# Start of DATASET EXTRACT

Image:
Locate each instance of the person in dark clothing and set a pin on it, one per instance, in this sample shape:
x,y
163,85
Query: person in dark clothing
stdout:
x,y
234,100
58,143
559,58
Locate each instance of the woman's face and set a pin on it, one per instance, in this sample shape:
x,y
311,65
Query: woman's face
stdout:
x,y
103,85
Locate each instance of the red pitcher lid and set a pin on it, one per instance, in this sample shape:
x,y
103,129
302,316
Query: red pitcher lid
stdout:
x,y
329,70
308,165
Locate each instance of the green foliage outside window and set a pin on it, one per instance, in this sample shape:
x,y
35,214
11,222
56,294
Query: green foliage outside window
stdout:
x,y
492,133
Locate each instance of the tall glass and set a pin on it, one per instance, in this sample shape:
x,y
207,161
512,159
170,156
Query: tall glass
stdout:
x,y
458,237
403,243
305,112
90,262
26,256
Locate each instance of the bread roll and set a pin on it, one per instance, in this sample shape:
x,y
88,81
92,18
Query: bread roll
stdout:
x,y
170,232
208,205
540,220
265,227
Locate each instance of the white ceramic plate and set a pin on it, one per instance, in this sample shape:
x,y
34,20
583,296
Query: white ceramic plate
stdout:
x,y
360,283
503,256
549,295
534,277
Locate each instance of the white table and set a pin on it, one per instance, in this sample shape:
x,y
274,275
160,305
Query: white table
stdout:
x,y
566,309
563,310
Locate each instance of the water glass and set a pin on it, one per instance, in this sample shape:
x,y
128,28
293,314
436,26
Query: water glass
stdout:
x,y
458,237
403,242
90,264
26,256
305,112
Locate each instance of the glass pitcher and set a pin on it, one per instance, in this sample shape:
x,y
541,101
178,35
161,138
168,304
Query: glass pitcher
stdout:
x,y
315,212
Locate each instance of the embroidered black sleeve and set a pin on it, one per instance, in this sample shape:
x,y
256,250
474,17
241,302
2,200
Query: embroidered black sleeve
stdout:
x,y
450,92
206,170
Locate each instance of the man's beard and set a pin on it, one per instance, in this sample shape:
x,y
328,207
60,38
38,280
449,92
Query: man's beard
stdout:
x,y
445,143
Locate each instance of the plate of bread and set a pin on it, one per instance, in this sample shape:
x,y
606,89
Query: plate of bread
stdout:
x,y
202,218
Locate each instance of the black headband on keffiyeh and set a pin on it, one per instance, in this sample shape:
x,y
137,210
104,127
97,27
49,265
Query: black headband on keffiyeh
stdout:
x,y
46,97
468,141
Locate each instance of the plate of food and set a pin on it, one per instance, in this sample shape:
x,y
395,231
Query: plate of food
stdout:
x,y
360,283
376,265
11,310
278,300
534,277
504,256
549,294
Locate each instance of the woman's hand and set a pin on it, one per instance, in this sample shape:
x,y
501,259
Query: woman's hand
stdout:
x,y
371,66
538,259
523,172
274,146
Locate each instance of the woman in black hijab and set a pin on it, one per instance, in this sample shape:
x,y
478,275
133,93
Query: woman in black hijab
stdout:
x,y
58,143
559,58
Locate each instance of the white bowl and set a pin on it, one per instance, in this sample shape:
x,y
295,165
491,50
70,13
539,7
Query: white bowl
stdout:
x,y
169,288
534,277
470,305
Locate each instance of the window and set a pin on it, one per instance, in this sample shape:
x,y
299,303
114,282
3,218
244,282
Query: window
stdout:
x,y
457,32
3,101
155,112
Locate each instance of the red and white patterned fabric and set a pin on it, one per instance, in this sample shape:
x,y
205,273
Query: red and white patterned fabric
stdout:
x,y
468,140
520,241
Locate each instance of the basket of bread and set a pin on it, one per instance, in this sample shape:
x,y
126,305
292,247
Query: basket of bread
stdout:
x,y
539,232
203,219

# End of DATASET EXTRACT

▶ _WORK TO COMPLETE_: Retype the data exactly as given.

▶ _TASK SOLUTION_:
Image:
Locate each instance of the person in dark clothing and set a pin on it, one per instance, in this sample shape:
x,y
163,85
Query: person in dark clothing
stdout:
x,y
234,100
58,143
559,58
Locate each instance of the woman's face and set a pin on it, one per instance, in this sample shape:
x,y
311,65
Query: woman's face
stdout:
x,y
103,85
Locate each instance of the red pitcher lid and set a pin on it, one per instance, in this sample shape:
x,y
103,129
302,316
Query: red pitcher lid
stdout:
x,y
329,70
308,165
Locate each instance of the green foliage outside window and set a pin on it, one per instance, in this sample shape:
x,y
35,214
11,222
56,294
Query: green foliage outside window
stdout:
x,y
492,133
Locate each instance of the tall glass and set a pin on it, one per instance, in this sample shape:
x,y
207,161
512,159
170,156
Query: tall glass
stdout:
x,y
458,237
403,243
305,112
90,262
26,256
Locate each instance of the bread roll and set a pin on it, one per instance, in this sample shape:
x,y
88,81
92,18
Query: bread roll
stdout:
x,y
170,232
208,205
540,220
265,227
Locate each instance of the white ceramic plate and set a pin on it, one per instance, in this sample shape:
x,y
34,20
583,296
Query: white ceramic plate
stdout:
x,y
360,283
503,256
549,295
534,277
Locate each instance of the white table and set a pin on it, one per instance, in this sample shape:
x,y
274,275
160,305
Query: white table
stdout:
x,y
566,309
563,310
Locate each instance of the water glass and set a pin on it, one per instance, in this sample shape:
x,y
128,28
293,314
436,26
Query: water glass
stdout:
x,y
458,237
403,242
90,264
26,256
305,112
Locate each instance of the glass pitcher and set a pin on it, one per instance, in this sample shape:
x,y
541,101
178,35
161,138
168,304
Query: glass pitcher
stdout:
x,y
315,212
Locate each instance of the embroidered black sleeve and set a pin on it, one per instance, in this sample shape:
x,y
256,250
474,17
241,302
2,200
Query: embroidered black sleeve
stdout:
x,y
450,92
206,170
Locate each instance of the man's beard and set a pin on it, one per instance, in this sample shape:
x,y
328,207
60,38
38,280
449,92
Query: man's beard
stdout:
x,y
445,143
Locate each instance of the plate of bread and set a pin on it, one per instance, in this sample shape:
x,y
606,89
Query: plate of bread
stdout:
x,y
202,218
Locate each instance of the black headband on keffiyeh and set a pin on it, one per instance, in this sample shape:
x,y
137,210
104,127
97,27
49,265
Query: black headband on keffiyeh
stdout:
x,y
46,97
468,141
Locate each instance of the plate of food and set a pin on it, one per instance, in this sample shape:
x,y
395,231
Query: plate of food
stdout:
x,y
360,283
376,265
11,310
278,300
534,277
504,256
549,294
Locate each instance of the woman's hand and set a pin on it, one per instance, in this sample shape:
x,y
501,259
Query: woman's hand
stdout:
x,y
371,66
538,259
523,172
274,146
Locate each instance of the woman in black hijab and set a pin on it, one per instance, in this sample shape:
x,y
478,275
133,93
Query: woman in black hijab
stdout:
x,y
58,143
559,58
Locate each instance of the white bowl and set a pin on it, one per instance, in this sample shape:
x,y
295,165
491,50
70,13
539,7
Query: white bowl
stdout:
x,y
169,288
534,277
470,305
Locate each instance of the window and set a pin on it, one per instance, in this sample shape:
x,y
299,303
114,282
3,218
244,282
Query: window
stdout:
x,y
457,32
3,101
155,112
Locate each instance of the red and white patterned fabric and set a pin on it, one per instance, in this sample shape:
x,y
205,273
Query: red and white patterned fabric
stdout:
x,y
468,140
520,241
Locate each instance of the basket of bread and set a pin on it, one per instance, in this sample shape:
x,y
126,305
292,247
Query: basket of bread
stdout:
x,y
539,232
203,219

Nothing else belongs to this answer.